INSERT INTO #SourceTable
SELECT
DOI, FullName, LastName, FirstName, FirstInitial,
JournalId, LEFT(JournalVolume,16) AS JournalVolume,
LEFT(JournalIssue,16) AS JournalIssue,
LEFT(JournalFirstPage,16) AS JournalFirstPage,
LEFT(JournalLastPage,16) AS JournalLastPage,
ArticleTitle, PubYear, CreatedDate, UpdatedDate,
ISSN_e, ISSN_p,
ISNULL(Citations,0) AS Citations, LastCitationRefresh,
LastCitationRefreshValue, IsInSearch, BatchUpdatedDate,
LastIndexUpdate, ArticleClassificationId,
ArticleClassificationUpdatedBy,
ArticleClassificationUpdatedDate, Affiliations,
ROW_NUMBER() OVER(PARTITION BY DOI ORDER BY UpdatedDate DESC, CreatedDate ASC) AS RowNum,
NULL AS MinCreatedDatePerDOI, NULL AS MaxUpdatedDatePerDOI,
NULL AS MaxBatchUpdatedDatePerDOI,
NULL AS MaxArticleClassificationUpdatedByPerDOI,
NULL AS ArticleClassificationUpdatedDatePerDOI,
0 AS AffiliationsSameForAllDOI, NULL AS NewArticleId
FROM
CrossRef_Articles WITH (NOLOCK)
--UPDATE SOURCETABLE WITH MAX/MIN/CALCULATED VALUES PER DOI...

-----

### Work to complete
a – Answer these questions about the SQL query:
(i) Which table does the query read from?
(ii) What value does the query put in place of a null Citations value?
(iii) By which column does the ROW_NUMBER function partition the rows?
b – Gather every line of the records that contains the string "ponytail".

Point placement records

-----

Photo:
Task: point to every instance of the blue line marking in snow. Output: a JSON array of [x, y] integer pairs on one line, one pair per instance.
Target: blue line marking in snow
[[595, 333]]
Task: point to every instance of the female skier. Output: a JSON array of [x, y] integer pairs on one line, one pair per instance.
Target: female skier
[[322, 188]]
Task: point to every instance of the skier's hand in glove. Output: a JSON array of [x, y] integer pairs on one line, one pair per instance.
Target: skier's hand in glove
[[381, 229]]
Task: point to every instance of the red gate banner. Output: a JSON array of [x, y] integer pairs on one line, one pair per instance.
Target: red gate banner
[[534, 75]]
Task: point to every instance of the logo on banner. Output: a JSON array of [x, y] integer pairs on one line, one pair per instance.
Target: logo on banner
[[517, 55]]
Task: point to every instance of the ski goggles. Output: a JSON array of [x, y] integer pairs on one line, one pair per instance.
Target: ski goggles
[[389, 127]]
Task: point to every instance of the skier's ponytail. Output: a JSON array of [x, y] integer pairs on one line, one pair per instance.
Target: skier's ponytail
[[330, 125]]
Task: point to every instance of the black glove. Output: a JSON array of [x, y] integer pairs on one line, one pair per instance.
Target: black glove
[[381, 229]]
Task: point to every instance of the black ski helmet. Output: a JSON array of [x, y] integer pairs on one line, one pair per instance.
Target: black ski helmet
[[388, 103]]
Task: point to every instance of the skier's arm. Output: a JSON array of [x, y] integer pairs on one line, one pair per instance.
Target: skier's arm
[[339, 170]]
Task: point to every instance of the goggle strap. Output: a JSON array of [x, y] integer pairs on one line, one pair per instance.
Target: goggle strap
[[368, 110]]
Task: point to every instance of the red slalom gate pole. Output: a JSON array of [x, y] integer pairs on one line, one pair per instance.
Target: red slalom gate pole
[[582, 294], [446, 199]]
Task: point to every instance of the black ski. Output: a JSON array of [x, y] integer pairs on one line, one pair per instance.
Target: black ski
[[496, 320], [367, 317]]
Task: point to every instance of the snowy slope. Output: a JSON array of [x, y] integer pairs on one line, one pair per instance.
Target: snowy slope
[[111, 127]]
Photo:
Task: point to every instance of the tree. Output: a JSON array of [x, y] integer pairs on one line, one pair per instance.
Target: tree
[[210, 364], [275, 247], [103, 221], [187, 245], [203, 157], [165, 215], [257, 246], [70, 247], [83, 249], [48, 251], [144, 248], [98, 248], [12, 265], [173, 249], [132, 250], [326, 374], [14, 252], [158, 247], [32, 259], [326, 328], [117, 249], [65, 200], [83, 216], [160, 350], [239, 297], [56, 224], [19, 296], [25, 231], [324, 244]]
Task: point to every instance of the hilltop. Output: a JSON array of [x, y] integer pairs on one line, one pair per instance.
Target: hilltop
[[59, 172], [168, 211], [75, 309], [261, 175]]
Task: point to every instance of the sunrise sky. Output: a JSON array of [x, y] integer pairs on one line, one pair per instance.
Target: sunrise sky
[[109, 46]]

-----

### Expected results
a –
(i) CrossRef_Articles
(ii) 0
(iii) DOI

b –
Task: point to every instance of the skier's ponytail. Output: a JSON array of [x, y] integer pairs on one line, one pair per instance.
Target: skier's ponytail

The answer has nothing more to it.